▸ **YOUR INSTRUCTIONS**
Lines from the listing below that contain the string "fern" are to be reported.

▸ **MATERIAL SUPPLIED**
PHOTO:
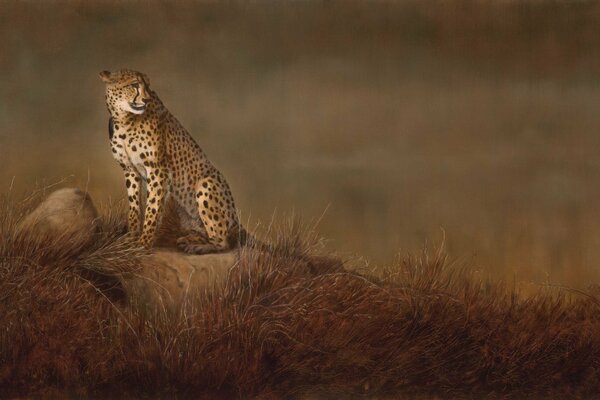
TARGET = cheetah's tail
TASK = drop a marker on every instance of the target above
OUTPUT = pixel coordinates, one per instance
(247, 239)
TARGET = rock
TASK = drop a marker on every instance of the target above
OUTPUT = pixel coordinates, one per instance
(167, 277)
(68, 214)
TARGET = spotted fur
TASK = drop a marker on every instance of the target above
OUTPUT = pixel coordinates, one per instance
(157, 153)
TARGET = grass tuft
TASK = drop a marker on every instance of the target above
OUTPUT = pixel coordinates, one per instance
(286, 324)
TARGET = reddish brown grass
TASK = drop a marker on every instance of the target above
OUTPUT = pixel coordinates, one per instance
(290, 324)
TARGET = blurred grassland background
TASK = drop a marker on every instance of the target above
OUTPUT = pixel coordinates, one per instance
(399, 118)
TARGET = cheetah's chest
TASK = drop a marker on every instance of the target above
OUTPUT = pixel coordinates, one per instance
(129, 149)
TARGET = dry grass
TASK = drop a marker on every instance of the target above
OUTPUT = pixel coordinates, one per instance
(290, 324)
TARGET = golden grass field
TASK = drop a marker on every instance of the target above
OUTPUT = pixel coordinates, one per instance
(392, 126)
(394, 121)
(291, 323)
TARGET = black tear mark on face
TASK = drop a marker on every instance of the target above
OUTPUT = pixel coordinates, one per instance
(111, 128)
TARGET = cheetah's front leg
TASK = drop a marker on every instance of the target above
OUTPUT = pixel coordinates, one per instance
(156, 183)
(133, 182)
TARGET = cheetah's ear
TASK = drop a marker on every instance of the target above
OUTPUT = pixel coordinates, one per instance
(146, 79)
(105, 76)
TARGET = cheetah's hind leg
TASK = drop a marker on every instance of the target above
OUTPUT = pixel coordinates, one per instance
(193, 242)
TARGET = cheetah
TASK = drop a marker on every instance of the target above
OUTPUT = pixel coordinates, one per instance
(155, 150)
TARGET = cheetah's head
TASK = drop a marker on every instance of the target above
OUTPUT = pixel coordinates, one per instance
(126, 91)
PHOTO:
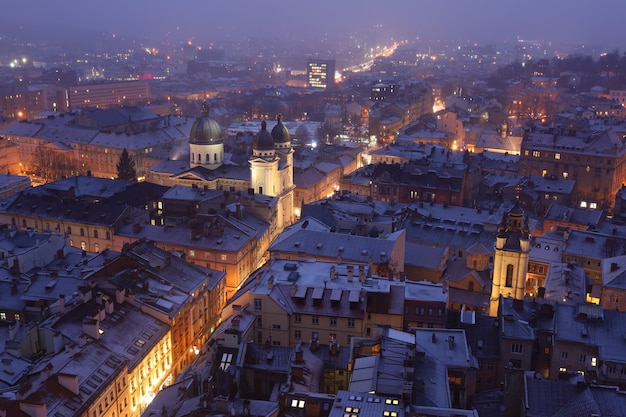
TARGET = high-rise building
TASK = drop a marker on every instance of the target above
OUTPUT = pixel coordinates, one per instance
(510, 265)
(321, 73)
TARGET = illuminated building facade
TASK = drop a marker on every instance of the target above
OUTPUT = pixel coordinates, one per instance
(321, 73)
(109, 95)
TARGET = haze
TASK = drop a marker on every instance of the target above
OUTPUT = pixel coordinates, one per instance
(597, 23)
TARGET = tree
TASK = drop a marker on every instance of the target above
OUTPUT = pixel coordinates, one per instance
(126, 167)
(50, 164)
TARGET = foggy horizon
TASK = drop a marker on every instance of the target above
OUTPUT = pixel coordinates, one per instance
(592, 25)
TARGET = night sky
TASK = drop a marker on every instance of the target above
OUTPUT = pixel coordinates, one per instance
(594, 23)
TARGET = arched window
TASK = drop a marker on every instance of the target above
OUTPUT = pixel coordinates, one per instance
(509, 276)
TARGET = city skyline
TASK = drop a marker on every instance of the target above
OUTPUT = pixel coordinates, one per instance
(590, 24)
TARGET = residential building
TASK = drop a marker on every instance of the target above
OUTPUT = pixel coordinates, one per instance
(321, 73)
(87, 210)
(595, 160)
(107, 95)
(268, 170)
(511, 258)
(92, 141)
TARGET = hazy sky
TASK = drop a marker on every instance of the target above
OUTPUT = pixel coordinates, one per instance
(598, 22)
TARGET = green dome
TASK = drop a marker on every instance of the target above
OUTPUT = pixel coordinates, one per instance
(205, 130)
(263, 141)
(280, 134)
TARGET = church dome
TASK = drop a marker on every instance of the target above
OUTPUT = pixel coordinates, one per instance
(263, 141)
(205, 130)
(280, 134)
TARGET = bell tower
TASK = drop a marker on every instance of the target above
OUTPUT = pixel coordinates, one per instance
(511, 258)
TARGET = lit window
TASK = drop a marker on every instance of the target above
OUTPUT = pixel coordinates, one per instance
(296, 403)
(227, 358)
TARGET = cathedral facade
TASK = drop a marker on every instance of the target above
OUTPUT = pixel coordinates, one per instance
(269, 169)
(510, 264)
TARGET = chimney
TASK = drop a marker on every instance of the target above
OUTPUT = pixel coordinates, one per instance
(109, 305)
(85, 293)
(299, 353)
(57, 342)
(70, 382)
(71, 349)
(120, 295)
(350, 273)
(7, 366)
(13, 329)
(451, 342)
(91, 327)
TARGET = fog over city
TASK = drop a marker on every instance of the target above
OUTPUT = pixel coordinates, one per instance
(593, 24)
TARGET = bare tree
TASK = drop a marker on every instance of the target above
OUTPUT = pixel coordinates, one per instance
(50, 165)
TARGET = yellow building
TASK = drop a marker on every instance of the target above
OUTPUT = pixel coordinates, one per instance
(511, 258)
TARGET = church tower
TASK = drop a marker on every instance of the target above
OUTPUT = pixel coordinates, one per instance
(511, 258)
(271, 169)
(284, 151)
(206, 147)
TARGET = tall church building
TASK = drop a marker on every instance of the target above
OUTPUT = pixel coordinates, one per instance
(511, 258)
(271, 168)
(268, 170)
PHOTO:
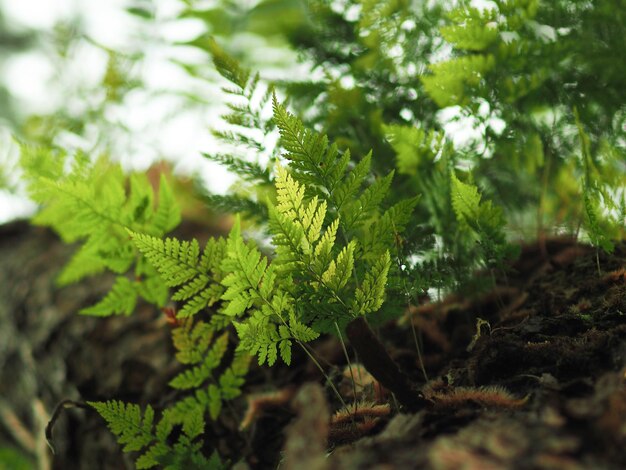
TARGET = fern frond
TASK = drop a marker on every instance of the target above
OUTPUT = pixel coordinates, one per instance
(197, 278)
(370, 295)
(136, 431)
(103, 202)
(132, 430)
(195, 376)
(311, 158)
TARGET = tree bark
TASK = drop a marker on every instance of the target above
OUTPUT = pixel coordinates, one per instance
(377, 361)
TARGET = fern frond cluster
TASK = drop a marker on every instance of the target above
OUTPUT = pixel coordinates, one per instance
(94, 204)
(246, 136)
(137, 431)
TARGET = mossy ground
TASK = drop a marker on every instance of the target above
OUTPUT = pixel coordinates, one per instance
(542, 386)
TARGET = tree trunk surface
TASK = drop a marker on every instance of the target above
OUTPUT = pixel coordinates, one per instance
(529, 375)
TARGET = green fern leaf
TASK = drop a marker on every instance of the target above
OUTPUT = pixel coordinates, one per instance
(370, 296)
(194, 377)
(132, 429)
(180, 265)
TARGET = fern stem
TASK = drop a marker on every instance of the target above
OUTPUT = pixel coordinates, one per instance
(377, 361)
(321, 369)
(345, 352)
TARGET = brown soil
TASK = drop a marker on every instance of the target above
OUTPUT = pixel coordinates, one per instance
(529, 375)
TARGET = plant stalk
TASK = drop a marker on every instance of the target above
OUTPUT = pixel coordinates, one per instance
(383, 368)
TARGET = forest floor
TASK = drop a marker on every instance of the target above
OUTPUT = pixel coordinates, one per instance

▸ **ANSWER BOX**
TARGET = fern frond
TARGET = fern frond cluster
TARGET = green fern leaf
TARGET = fern stem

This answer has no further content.